• **任务目标**: 把下面全部记录逐行照原样重抄一遍，不得改动任何字符。

• **记录集**:
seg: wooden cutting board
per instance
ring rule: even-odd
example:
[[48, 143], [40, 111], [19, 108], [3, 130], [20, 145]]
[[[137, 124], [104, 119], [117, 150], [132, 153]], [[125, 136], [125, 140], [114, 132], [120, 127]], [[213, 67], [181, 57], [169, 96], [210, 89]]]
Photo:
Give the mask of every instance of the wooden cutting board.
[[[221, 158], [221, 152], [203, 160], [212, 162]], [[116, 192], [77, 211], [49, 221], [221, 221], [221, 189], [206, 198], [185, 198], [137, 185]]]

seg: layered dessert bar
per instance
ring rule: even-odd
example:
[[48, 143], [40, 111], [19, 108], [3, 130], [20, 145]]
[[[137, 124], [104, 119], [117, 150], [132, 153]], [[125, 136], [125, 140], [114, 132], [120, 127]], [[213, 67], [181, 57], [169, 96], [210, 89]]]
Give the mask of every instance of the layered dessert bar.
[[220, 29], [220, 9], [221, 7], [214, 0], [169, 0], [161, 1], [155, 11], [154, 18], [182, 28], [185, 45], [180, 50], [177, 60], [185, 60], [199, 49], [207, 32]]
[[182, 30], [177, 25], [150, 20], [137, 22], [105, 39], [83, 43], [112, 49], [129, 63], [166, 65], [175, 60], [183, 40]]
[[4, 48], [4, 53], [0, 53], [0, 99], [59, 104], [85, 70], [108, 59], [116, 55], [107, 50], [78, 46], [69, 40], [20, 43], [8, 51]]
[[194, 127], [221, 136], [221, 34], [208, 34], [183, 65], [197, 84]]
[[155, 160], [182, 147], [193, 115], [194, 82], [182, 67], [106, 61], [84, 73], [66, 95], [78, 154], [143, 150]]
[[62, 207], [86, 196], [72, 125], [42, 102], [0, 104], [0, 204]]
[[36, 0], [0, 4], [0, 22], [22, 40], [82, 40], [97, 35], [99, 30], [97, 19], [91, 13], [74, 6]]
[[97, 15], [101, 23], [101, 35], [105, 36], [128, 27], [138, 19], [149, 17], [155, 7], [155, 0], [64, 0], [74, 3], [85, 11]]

• **书面回答**:
seg: wooden cutting board
per instance
ring rule: even-odd
example:
[[48, 143], [40, 111], [19, 108], [3, 130], [20, 145]]
[[[137, 124], [104, 119], [117, 150], [132, 153]], [[125, 136], [125, 140], [114, 132], [120, 127]], [[213, 67], [181, 57], [169, 96], [210, 89]]]
Photo:
Give the mask of every instance of the wooden cutting board.
[[[221, 158], [221, 152], [203, 160], [212, 162]], [[116, 192], [77, 211], [49, 221], [221, 221], [221, 189], [206, 198], [185, 198], [137, 185]]]

seg: layered dessert bar
per instance
ring rule: even-odd
example:
[[48, 143], [40, 111], [19, 108], [3, 130], [20, 145]]
[[[137, 124], [104, 119], [117, 150], [132, 153]], [[125, 136], [125, 140], [114, 132], [120, 127]], [[213, 67], [181, 57], [169, 96], [210, 89]]]
Give the mask of every instance of the layered dessert bar.
[[220, 29], [220, 9], [221, 7], [214, 0], [169, 0], [161, 1], [155, 11], [154, 18], [182, 28], [185, 45], [180, 50], [177, 60], [185, 60], [199, 49], [207, 32]]
[[182, 30], [177, 25], [150, 20], [137, 22], [105, 39], [83, 43], [112, 49], [129, 63], [166, 65], [175, 60], [183, 40]]
[[4, 48], [4, 53], [0, 53], [0, 99], [59, 104], [85, 70], [108, 59], [116, 55], [107, 50], [78, 46], [69, 40], [20, 43], [8, 51]]
[[194, 127], [221, 136], [221, 34], [208, 34], [183, 65], [197, 84]]
[[155, 160], [182, 147], [193, 115], [194, 82], [182, 67], [106, 61], [84, 73], [66, 95], [78, 154], [143, 150]]
[[62, 207], [86, 196], [72, 125], [42, 102], [0, 104], [0, 204]]
[[36, 0], [0, 4], [0, 22], [22, 40], [82, 40], [97, 35], [99, 30], [97, 19], [91, 13], [74, 6]]
[[97, 15], [101, 23], [101, 35], [105, 36], [128, 27], [138, 19], [149, 17], [155, 7], [155, 0], [64, 0], [74, 3], [85, 11]]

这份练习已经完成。